§ Material provided
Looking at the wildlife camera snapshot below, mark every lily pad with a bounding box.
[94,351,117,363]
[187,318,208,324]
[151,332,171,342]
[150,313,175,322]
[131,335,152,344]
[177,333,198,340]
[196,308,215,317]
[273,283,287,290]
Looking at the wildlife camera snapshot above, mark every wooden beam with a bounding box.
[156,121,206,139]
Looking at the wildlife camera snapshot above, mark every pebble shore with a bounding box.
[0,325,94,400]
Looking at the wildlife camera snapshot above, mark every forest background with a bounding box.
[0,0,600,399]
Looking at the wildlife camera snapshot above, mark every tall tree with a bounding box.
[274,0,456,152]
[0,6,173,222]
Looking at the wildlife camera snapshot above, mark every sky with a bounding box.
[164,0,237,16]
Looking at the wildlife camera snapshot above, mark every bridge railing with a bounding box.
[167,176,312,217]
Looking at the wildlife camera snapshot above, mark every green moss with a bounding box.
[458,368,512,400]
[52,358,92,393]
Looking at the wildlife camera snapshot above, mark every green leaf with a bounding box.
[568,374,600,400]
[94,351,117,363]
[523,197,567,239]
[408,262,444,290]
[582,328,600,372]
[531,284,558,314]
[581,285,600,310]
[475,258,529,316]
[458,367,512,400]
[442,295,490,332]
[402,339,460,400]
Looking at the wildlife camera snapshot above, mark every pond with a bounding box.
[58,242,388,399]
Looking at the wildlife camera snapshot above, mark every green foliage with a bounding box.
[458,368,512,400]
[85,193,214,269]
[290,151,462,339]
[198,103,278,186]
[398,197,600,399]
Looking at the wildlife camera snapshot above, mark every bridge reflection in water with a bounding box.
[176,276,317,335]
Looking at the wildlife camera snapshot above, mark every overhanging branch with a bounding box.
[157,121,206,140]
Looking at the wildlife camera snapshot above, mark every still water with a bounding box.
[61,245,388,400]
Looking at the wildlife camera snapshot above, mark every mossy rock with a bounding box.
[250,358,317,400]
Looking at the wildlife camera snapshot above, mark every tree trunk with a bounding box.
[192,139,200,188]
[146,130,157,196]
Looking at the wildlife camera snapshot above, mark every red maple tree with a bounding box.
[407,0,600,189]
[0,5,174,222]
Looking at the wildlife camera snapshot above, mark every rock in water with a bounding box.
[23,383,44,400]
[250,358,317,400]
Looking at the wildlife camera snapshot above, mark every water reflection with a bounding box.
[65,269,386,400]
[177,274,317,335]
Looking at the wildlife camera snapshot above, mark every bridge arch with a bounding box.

§ Exercise directions
Could you give the rows from the one containing "foliage with a bounding box." through the one containing "[146,130,157,196]", both included, as a numbered list with blank lines dropped?

§ Reply to the exercise
1. Looking at the wildlife camera snapshot above, mark every green foliage with a bounding box.
2. [458,368,512,400]
3. [85,193,214,269]
4. [290,151,462,339]
5. [198,103,278,186]
6. [398,197,600,399]
7. Looking at the wildlife camera snapshot above, mark every bridge reflection in water with a bounding box.
8. [176,276,317,335]
9. Looking at the wildlife camera snapshot above, mark every overhanging branch with a bounding box.
10. [157,121,206,140]
11. Looking at the wildlife camera snapshot above, mark every still water with a bounding box.
12. [61,245,388,400]
13. Looking at the wildlife camera snapshot above, mark every mossy rock with a bounding box.
14. [250,358,317,400]
15. Looking at the wildlife camera snapshot above, mark every tree trunk with a bounding box.
16. [192,139,200,188]
17. [146,130,157,196]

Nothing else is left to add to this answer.